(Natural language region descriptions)
------------------------------------------------------------------------

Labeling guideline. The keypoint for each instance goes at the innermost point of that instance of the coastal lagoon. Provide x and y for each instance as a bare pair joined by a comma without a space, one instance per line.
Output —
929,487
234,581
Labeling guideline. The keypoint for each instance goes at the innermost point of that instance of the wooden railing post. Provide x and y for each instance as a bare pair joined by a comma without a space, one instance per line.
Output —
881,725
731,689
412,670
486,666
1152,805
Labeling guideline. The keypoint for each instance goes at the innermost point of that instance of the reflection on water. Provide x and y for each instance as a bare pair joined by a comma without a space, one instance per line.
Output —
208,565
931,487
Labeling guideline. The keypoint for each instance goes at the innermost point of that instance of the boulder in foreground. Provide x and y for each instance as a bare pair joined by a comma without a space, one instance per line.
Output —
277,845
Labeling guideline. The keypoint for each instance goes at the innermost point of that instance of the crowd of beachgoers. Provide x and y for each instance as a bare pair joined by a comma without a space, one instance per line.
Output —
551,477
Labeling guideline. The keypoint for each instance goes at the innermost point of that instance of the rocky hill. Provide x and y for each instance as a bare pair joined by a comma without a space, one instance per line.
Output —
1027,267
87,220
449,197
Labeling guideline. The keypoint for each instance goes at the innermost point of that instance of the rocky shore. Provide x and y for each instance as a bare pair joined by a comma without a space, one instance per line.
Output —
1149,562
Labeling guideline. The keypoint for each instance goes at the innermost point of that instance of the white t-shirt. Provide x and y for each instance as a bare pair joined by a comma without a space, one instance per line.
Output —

------------------------------------------------------------------------

_WHAT TO PRODUCE_.
The lines that contain the word "rocky" are wanted; copy each of them from the records.

_SOLUTION TO THE EXERCISE_.
Labeling guideline. The keypoint for each instance goes at the innermost point of that instance of the rocky hill. Provide x and y for each instance as a bare pair joined by a comma without a space, one instance per line.
Labeling guideline. The keypoint for each instance goes at the innermost point of that instance of the rocky shore. Provide x and y for each instance as a bare pair joined by a comma without a space, one instance per line.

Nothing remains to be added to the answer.